+++ Document passage +++

Not since the Hanging Gardens of Babylon has there been an urban innovation…oh, hang on…
Not since the gardens of Versailles have we seen…oh, wait…
Not since ivy…
Ok, so it’s not really a new concept - but there is something enormously appealing and compelling about the vertical gardens designed by Patrick Blanc, which have transformed more than a few nondescript buildings and shopping malls across Europe.
Using a kind-of trellis system and felt impregnated with seeds, Blanc can design growing walls which live off grey water and nutrients drip-fed from the top of the structure. The system is lightweight and doesn’t damage the building, as it’s suspended a few inches out from the surface.
Here’s a local (non-Patrick Blanc) effort on a nearby street in Manhattan:

It’s a yoga studio of course, so you can get a skinny soy decaf latte with your dose of greenery.
But it doesn’t take much imagination to see the potential such structures have for transforming urban life:


Apart from the aesthetic and psychological benefits of more green-space, there are considerable energy and environmental factors to consider.
If we could re-surface the brick and concrete of the world’s largest cities with vegetation, what would this mean in terms of energy savings, environmental improvements, air quality and urban amenity?
1. Vegetation on a building has a considerable moderating effect on temperature extremes. Here in Manhattan the heat signature is around 5+ degrees centigrade above the surrounding countryside. That’s purely due to the concrete absorbing and then re-radiating ambient heat. Everyone’s air conditioners make it worse. How much could the heat signature of cities be reduced if an appreciable percentage of the concrete was surfaced with vegetation?

+++ Data provided +++

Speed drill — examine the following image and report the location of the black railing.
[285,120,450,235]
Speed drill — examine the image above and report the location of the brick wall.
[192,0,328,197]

+++

- _Stated goal 1_
Write out the post on vertical gardens word for word, from "If we could" up to and including "and urban amenity?".
- _Stated goal 2_
Pick up the post on vertical gardens after its last sentence and keep writing it.

- _Task answer 1_
If we could re-surface the brick and concrete of the world’s largest cities with vegetation, what would this mean in terms of energy savings, environmental improvements, air quality and urban amenity?

- _Task answer 2_
2. How much energy could building owners save from excess heating and cooling? How long would the energy savings take to recoup the cost of installing the vertical garden?
3. The gardens live off grey-water, reducing the overall water treatment needs of a large city. What savings and improvements in water quality could we expect?
4. What improvements in air quality could be obtained by having large areas of vertical vegetation? How much carbon dioxide could be absorbed? Could we turn cities into carbon sinks?
I lack the engineering and physics training to calculate these matters, but if anyone has a spare back of an envelope, they’d be worth investigating.






Goodonya Merc
There was a news item on ABCTV news and in “The Age” a few months back about a Brunswick lass growing veges on her roof. Pumpkins etc.
I’d advocate passion fruit, climbing beans, etc too. Then there are the undrground houses with turf on top. Not everyone’s cuppa.
Let’s keep thinking out loud. Street tree plantings are terrific and widely used in Australia, oui? The grey water is a key element. Council tree-watering trucks with signs saying they’re using recycled water to keep the trees alive in hot summer weeks. Some credit too for urban parkland and golf courses?
You are damn right about large cities being “heat islands” in he surrounding landscape - which leads of course to HIGHER use of air-con, and thence HIGHER heating of the city air.
cheerio
Estimates from Green Roofs Australia are that green roofs in themselves can improve efficiency of individual dwellings by 20% and apartment blocks by 10%. This would be increased by vertical greenery on north and west faces particularly. These things do not however add up to a carbon-sink city, sad to say, though they also play additional roles in reducing wind speeds around buildings, and the overall heat island effect, which all have knock-on benefits.
Probably the biggest single benefit would be the reduction in our peak loads in summer due to air conditioning use, and that is a big benefit. The less variability in demand for energy, the smaller the infrastructure requirements for our energy systems, as I understand it.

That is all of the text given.